EXCERPT PROVIDED —
+--
There are a lot of smart guys on the forum now...I would be hard pressed to pick out just 5 or 10.


----------



## Ba20 (Jan 29, 2003)

Fish Knowledge

Serrapygo
knifeman
ALS

Political correctness

GG
Joe Diz


----------



## Guest (Feb 10, 2011)

Bullsnake - he sits upon the soiled Blue Couch of wisdom.


----------



## Dolphinswin (Jun 26, 2010)

Joedizzlmpls- Knows his fish and is one of the first to extend his help.
Cluster one- dislikes me but is willing to help for the sake of helping.
AKskirmish- Seems to know alot about a variety of different subjects, fish keeping, firearms, cars etc.
Johnny Zanni- Smart ass bitch who can get you on his side one day and pissed the next day. Knows about fish keeping. He also has a funny lysp.
CuzIshitso- If your looking for advice on straight street ass sh*t, talk to him. "knock em in the chin and make him eat from a straw." haha good advice... if your really tough.
+--
DATA LINES —
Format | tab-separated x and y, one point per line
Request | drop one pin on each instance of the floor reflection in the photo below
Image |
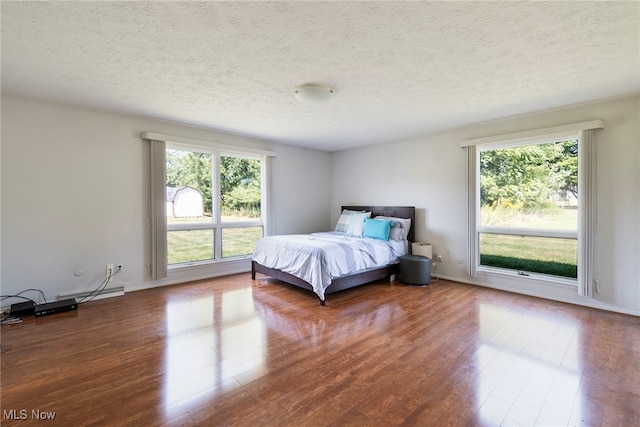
+--
EXERCISE AIM — Please carry on the forum thread naming the board's smartest members, picking up after its final line.

WRITTEN ANSWER —
----------



## TheSpaz13 (Apr 9, 2010)

For irritating people intentionally, DT...unintentionally dolphinswin

JoeDizzle is probably top on my list right in front of GG. If it wasnt for their pure unadulterated genious, the above members probably would have been dragged out into the street and beaten...

Others off the top of my head, Ba20, ksls, burner, serrapygo...maybe even buck on a good day

Idk, tried not to repeat people too much


----------



## ZOSICK (May 25, 2005)

Since when is intelligence based on fish knowledge







. I don't get it (must be missing something)...Same goes for political knowledge<--- It's an opinion not necessarily being smart!!!! Talk about one hell of a subjective and vague topic...


----------



## wisco_pygo (Dec 9, 2009)

Danny Tanner said:


> We have many members on here who are well learned in various fields and offer fascinating insight to numerous topics. Please list who you feel are the smartest, most well rounded members on the forum. *I do not mean well versed in fish keeping* but members who come across to you as the most intelligent. Intelligence can come in many forms. Who do you feel are the top 5 members who posess the best thinking ability on the forum?


----------



## Grosse Gurke (Jan 3, 2003)

06 C6 LS2 said:


> Since when is intelligence based on fish knowledge
> 
> 
> 
> ...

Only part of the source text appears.